RECORDS FOR THIS EXERCISE -

+===+

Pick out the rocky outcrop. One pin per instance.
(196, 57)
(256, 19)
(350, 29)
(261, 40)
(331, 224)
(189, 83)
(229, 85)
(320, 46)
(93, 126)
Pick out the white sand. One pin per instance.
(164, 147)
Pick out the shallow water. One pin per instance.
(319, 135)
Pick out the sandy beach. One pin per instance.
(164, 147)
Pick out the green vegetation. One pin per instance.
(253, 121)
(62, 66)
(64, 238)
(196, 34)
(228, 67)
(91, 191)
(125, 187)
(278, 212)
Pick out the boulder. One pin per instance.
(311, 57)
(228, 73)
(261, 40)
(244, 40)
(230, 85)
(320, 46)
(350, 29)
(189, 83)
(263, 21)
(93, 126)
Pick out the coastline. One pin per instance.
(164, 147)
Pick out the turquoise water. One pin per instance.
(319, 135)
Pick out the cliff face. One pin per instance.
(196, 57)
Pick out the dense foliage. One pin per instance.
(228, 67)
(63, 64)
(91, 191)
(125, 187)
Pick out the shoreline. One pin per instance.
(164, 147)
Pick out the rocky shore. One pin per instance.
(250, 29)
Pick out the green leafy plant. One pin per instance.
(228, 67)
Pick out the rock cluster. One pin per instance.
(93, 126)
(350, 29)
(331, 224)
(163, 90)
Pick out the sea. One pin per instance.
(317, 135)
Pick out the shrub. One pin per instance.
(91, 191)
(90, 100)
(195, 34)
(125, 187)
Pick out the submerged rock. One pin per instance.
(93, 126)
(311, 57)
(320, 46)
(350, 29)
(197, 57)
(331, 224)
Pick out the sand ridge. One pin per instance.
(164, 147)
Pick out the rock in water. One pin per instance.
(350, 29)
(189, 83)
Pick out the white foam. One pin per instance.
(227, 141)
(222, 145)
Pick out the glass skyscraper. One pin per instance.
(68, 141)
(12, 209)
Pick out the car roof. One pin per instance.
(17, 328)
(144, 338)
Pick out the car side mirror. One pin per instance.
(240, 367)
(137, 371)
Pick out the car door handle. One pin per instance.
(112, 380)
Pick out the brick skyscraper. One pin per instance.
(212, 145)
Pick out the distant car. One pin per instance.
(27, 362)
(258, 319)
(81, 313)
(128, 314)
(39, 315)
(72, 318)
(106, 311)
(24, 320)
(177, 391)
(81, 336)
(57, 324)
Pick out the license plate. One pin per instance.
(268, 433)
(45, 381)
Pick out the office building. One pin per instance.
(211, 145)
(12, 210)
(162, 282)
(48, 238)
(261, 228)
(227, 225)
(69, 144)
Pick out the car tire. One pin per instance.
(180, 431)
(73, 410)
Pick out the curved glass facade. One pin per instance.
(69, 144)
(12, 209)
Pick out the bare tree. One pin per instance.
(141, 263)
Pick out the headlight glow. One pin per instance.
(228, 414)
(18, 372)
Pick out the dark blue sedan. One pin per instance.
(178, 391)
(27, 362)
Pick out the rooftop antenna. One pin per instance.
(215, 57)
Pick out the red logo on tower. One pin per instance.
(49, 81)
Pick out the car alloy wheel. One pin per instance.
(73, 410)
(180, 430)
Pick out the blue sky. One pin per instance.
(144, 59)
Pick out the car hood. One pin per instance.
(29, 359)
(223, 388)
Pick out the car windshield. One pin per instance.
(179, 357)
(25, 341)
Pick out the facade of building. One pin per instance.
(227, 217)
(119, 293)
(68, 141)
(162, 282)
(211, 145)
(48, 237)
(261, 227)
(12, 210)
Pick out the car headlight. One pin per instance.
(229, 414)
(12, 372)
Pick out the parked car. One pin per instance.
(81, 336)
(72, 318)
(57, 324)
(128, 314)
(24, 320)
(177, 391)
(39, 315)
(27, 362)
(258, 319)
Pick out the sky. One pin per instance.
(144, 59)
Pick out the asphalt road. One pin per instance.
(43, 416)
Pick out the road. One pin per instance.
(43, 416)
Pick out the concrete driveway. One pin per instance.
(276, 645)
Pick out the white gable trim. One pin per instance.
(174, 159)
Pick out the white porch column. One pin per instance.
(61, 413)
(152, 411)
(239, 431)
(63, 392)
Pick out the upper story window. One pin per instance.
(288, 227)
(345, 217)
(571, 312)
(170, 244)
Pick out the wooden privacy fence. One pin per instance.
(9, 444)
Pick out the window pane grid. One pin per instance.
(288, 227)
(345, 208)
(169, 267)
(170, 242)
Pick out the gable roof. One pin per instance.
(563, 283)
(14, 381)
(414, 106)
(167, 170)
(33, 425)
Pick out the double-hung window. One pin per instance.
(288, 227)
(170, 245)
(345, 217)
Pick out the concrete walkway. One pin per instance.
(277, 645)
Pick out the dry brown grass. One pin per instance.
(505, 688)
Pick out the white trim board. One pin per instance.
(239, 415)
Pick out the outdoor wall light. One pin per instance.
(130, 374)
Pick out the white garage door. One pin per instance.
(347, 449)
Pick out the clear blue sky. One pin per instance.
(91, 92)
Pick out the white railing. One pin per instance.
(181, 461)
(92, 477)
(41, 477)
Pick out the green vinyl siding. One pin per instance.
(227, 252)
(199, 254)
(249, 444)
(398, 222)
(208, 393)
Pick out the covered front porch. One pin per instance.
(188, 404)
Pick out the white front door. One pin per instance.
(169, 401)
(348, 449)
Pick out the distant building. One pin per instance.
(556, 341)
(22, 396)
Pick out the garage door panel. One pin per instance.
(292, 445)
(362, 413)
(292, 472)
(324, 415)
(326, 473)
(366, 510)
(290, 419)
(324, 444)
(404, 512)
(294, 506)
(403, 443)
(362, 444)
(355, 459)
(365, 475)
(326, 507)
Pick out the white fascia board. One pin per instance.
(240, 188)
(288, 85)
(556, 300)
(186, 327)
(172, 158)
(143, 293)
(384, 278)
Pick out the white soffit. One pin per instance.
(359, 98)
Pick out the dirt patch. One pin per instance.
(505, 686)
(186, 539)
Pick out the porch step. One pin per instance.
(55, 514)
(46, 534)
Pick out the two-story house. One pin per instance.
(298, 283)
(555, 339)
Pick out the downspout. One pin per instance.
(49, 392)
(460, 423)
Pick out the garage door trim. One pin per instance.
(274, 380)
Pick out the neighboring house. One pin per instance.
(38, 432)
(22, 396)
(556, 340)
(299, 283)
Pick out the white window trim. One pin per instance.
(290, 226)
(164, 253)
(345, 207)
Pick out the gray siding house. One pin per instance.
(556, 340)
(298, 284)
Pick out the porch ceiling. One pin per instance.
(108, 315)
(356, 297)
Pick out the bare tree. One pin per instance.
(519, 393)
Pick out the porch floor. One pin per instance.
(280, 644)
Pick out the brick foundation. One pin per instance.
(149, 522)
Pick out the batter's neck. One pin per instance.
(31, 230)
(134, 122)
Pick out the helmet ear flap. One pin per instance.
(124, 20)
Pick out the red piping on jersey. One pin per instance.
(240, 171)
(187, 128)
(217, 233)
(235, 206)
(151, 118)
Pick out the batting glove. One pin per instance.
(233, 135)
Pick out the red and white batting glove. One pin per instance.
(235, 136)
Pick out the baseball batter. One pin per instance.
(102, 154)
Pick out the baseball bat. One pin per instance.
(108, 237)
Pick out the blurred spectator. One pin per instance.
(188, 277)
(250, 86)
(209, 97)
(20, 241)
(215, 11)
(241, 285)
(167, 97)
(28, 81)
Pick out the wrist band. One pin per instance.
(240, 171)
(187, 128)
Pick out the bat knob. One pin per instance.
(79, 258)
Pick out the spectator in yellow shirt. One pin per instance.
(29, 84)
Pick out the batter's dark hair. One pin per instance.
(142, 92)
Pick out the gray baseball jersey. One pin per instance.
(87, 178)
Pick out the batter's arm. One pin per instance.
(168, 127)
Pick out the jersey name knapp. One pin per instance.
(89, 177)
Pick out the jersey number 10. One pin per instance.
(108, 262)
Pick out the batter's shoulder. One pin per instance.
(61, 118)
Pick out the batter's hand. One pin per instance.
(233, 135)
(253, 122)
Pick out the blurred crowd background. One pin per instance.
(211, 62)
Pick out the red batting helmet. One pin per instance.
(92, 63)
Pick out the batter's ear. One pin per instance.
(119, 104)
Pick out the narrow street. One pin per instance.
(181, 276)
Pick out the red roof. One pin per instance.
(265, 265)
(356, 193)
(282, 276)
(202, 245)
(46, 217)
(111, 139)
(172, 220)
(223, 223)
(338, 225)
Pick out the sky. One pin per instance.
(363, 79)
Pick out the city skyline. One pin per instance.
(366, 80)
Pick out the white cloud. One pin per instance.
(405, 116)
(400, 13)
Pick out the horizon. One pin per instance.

+===+

Reproduce the data above verbatim, from the line containing "Pick out the spectator" through the end of the data.

WRITTEN SOLUTION -
Pick out the spectator in yellow shirt. One pin per instance.
(29, 84)
Pick out the batter's dark hair. One pin per instance.
(142, 92)
Pick out the gray baseball jersey. One pin per instance.
(87, 178)
Pick out the batter's arm. One pin per instance.
(168, 127)
Pick out the jersey name knapp. One pin per instance.
(89, 177)
Pick out the jersey number 10. One pin per instance.
(108, 262)
Pick out the batter's shoulder. One pin per instance.
(61, 118)
Pick out the batter's hand. One pin per instance.
(233, 135)
(253, 122)
Pick out the blurred crowd background. One pin per instance.
(211, 62)
Pick out the red batting helmet. One pin per instance.
(92, 63)
Pick out the batter's ear. One pin per instance.
(119, 104)
Pick out the narrow street. One pin per instance.
(181, 276)
Pick out the red roof. One pin per instance.
(265, 265)
(356, 193)
(282, 276)
(202, 245)
(46, 217)
(111, 139)
(172, 220)
(223, 223)
(338, 225)
Pick out the sky. One pin per instance.
(363, 79)
Pick out the city skyline. One pin per instance.
(366, 80)
Pick out the white cloud. One pin per instance.
(405, 116)
(400, 13)
Pick out the horizon. One pin per instance.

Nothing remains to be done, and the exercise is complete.